═════ DATA ENTRIES
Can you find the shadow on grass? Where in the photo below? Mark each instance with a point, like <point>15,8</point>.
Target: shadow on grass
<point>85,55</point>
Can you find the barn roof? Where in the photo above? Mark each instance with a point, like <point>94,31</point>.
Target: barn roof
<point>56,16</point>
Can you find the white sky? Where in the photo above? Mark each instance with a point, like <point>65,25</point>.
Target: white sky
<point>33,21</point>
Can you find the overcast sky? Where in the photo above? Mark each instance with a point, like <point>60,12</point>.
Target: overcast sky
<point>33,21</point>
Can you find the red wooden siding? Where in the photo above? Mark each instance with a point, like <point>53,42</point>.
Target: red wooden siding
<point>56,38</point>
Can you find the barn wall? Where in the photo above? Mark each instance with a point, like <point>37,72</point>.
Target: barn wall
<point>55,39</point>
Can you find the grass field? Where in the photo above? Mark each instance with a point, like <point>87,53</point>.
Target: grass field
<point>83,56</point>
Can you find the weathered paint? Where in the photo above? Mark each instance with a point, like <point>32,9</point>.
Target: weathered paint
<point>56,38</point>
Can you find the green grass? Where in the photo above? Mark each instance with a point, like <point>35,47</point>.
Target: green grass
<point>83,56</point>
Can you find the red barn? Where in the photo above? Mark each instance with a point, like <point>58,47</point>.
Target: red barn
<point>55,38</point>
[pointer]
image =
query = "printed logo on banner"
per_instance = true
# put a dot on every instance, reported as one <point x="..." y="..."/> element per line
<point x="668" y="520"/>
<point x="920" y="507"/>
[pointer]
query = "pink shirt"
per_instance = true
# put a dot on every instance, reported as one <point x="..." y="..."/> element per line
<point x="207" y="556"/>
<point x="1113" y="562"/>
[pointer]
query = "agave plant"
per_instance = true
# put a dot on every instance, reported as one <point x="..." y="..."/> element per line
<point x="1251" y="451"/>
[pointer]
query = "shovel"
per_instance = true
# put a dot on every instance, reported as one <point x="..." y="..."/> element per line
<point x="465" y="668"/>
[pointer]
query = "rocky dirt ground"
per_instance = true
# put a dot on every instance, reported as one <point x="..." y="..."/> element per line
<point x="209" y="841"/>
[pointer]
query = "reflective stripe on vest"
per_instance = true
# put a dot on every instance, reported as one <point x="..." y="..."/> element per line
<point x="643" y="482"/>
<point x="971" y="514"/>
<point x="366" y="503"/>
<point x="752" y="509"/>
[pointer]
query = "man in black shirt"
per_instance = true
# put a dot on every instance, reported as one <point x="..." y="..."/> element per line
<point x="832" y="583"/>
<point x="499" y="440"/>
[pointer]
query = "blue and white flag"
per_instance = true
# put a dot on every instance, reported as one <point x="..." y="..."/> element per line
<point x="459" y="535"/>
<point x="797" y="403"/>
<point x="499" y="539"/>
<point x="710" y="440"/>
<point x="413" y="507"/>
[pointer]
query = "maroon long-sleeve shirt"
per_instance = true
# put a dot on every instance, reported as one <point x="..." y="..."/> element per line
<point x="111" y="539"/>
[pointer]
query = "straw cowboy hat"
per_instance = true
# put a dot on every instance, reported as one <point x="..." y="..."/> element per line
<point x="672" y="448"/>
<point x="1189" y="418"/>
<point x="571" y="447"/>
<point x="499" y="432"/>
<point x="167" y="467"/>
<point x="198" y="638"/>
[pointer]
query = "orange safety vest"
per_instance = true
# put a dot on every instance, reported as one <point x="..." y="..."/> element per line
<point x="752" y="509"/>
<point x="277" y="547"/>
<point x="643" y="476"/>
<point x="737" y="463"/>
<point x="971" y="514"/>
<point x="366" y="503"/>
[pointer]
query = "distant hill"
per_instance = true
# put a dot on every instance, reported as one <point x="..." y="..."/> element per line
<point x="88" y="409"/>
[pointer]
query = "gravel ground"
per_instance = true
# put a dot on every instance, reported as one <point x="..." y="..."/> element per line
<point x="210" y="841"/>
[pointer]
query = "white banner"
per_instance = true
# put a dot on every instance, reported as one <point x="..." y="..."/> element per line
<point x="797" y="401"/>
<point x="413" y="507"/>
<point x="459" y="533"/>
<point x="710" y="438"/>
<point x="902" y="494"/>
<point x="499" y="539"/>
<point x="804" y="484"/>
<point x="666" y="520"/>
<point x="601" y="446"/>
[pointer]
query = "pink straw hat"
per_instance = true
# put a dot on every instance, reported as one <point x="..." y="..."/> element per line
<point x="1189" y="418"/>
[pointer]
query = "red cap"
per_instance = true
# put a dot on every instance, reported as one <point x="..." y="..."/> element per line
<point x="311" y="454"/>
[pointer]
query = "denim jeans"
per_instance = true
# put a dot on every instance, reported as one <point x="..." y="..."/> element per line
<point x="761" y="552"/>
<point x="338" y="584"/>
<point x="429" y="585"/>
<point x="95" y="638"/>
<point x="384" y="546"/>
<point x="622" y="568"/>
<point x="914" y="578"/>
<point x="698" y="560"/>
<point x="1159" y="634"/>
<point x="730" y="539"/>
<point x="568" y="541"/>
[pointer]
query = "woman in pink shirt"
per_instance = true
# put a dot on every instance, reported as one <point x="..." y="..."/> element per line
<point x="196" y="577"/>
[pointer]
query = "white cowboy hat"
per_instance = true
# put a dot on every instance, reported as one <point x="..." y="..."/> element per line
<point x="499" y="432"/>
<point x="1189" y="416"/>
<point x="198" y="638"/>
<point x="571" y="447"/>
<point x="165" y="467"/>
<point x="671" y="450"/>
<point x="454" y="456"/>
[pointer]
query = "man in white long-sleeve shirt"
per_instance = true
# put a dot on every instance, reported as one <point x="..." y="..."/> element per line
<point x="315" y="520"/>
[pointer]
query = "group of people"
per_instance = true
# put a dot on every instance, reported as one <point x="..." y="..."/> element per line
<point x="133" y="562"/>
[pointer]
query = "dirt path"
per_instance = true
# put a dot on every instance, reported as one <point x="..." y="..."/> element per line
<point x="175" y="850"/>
══════════
_WHAT IS EXPECTED_
Write the data out again in full and exactly.

_RESPONSE TO THE TASK_
Can you find the shadow on grass? Where in the photo below? Mark each instance with a point, like <point>15,8</point>.
Target: shadow on grass
<point>85,55</point>
Can you find the barn roof? Where in the photo above? Mark each instance with a point, like <point>94,31</point>.
Target: barn roof
<point>56,16</point>
Can you find the white sky? Where in the photo above? Mark each instance with a point, like <point>65,25</point>.
Target: white sky
<point>33,21</point>
Can you find the overcast sky? Where in the photo above? Mark each instance with a point, like <point>60,12</point>.
Target: overcast sky
<point>33,21</point>
Can you find the red wooden siding? Where in the photo above? Mark each instance with a point, like <point>53,42</point>.
Target: red wooden siding
<point>56,38</point>
Can you find the barn wall? Where in the photo above? Mark each instance with a point, like <point>37,72</point>.
Target: barn wall
<point>55,39</point>
Can you find the grass field? Where in the photo above? Mark each instance with a point, like <point>87,53</point>.
Target: grass field
<point>83,56</point>
Can you find the weathered paint? Where in the photo above? Mark each instance with a point, like <point>32,9</point>.
Target: weathered paint
<point>56,38</point>
Can you find the green grass? Where in the photo above? Mark each instance with a point, like <point>35,47</point>.
Target: green grass
<point>83,56</point>
Can you find the red barn? Where in the photo above? Mark each instance with a point, like <point>58,47</point>.
Target: red barn
<point>55,38</point>
[pointer]
image =
query = "printed logo on banner"
per_instance = true
# put a dot on every instance, reported as one <point x="..." y="..."/> element per line
<point x="668" y="520"/>
<point x="920" y="507"/>
[pointer]
query = "pink shirt"
per_instance = true
# put a dot on every instance, reported as one <point x="..." y="..."/> element per line
<point x="207" y="556"/>
<point x="1113" y="562"/>
[pointer]
query = "agave plant"
per_instance = true
# put a dot on every instance, reported as one <point x="..." y="..."/> element per line
<point x="1251" y="451"/>
[pointer]
query = "shovel"
per_instance = true
# put a dot on every instance, reported as one <point x="..." y="..."/> element per line
<point x="465" y="668"/>
[pointer]
query = "rocky dirt ground"
per_instance = true
# put a dot on every instance, reported as one <point x="..." y="..."/> element per line
<point x="209" y="841"/>
[pointer]
query = "reflective stripe on vest"
per_instance = true
# put a dot on every instance, reported as one <point x="..." y="..."/> element per line
<point x="643" y="482"/>
<point x="971" y="514"/>
<point x="366" y="503"/>
<point x="752" y="509"/>
[pointer]
query = "man in black shirt"
per_instance = true
# put a dot on every instance, reported as one <point x="..." y="..."/> element per line
<point x="832" y="583"/>
<point x="499" y="440"/>
[pointer]
query = "blue and white flag"
per_instance = true
# put a dot on every instance, reported as one <point x="..." y="..."/> element per line
<point x="459" y="535"/>
<point x="797" y="403"/>
<point x="499" y="539"/>
<point x="710" y="440"/>
<point x="413" y="507"/>
[pointer]
query = "maroon long-sleeve shirt"
per_instance = true
# put a dot on every instance, reported as one <point x="..." y="..."/> element per line
<point x="111" y="539"/>
[pointer]
query = "straw cowboy hat"
per_instance = true
# put a dot on every instance, reported as one <point x="..." y="..."/> element per line
<point x="672" y="448"/>
<point x="1189" y="418"/>
<point x="571" y="447"/>
<point x="499" y="432"/>
<point x="167" y="467"/>
<point x="198" y="638"/>
[pointer]
query = "orange safety vest"
per_instance = true
# put a dot on every instance, reported as one <point x="..." y="..."/> element per line
<point x="752" y="509"/>
<point x="277" y="547"/>
<point x="643" y="476"/>
<point x="737" y="463"/>
<point x="971" y="514"/>
<point x="366" y="503"/>
[pointer]
query = "distant hill"
per_instance = true
# put a dot on every instance, reported as one <point x="..." y="..."/> element per line
<point x="88" y="409"/>
[pointer]
query = "gravel ground"
per_instance = true
# put a dot on every instance, reported as one <point x="..." y="..."/> element per line
<point x="210" y="841"/>
[pointer]
query = "white banner"
per_instance = true
# put a dot on every instance, reported as one <point x="..." y="..."/> element per line
<point x="797" y="401"/>
<point x="413" y="507"/>
<point x="459" y="533"/>
<point x="710" y="438"/>
<point x="902" y="494"/>
<point x="499" y="539"/>
<point x="804" y="484"/>
<point x="666" y="520"/>
<point x="601" y="446"/>
[pointer]
query = "pink straw hat"
per_instance = true
# put a dot on every instance, reported as one <point x="..." y="..."/> element per line
<point x="1189" y="418"/>
[pointer]
query = "red cap"
per_instance = true
# put a dot on every instance, reported as one <point x="..." y="..."/> element per line
<point x="311" y="454"/>
[pointer]
query = "denim jeans"
per_instance = true
# put a dot on every instance, reported as one <point x="..." y="..."/> element per line
<point x="761" y="552"/>
<point x="338" y="584"/>
<point x="429" y="585"/>
<point x="95" y="638"/>
<point x="384" y="546"/>
<point x="622" y="568"/>
<point x="914" y="578"/>
<point x="698" y="560"/>
<point x="1159" y="634"/>
<point x="730" y="539"/>
<point x="568" y="541"/>
[pointer]
query = "woman in pink shirt"
per_instance = true
# put a dot on every instance, reported as one <point x="..." y="..."/> element per line
<point x="196" y="577"/>
[pointer]
query = "white cowboy hat"
per_instance = true
# put a dot on every instance, reported as one <point x="..." y="..."/> element per line
<point x="499" y="432"/>
<point x="1189" y="416"/>
<point x="198" y="638"/>
<point x="571" y="447"/>
<point x="165" y="467"/>
<point x="671" y="450"/>
<point x="454" y="456"/>
[pointer]
query = "man in white long-sleeve shirt"
per_instance = true
# put a dot on every instance, reported as one <point x="..." y="..."/> element per line
<point x="315" y="520"/>
[pointer]
query = "group of people"
per_instance = true
# put a dot on every instance, reported as one <point x="..." y="..."/> element per line
<point x="133" y="562"/>
[pointer]
query = "dirt path"
per_instance = true
# put a dot on every instance, reported as one <point x="..." y="..."/> element per line
<point x="175" y="850"/>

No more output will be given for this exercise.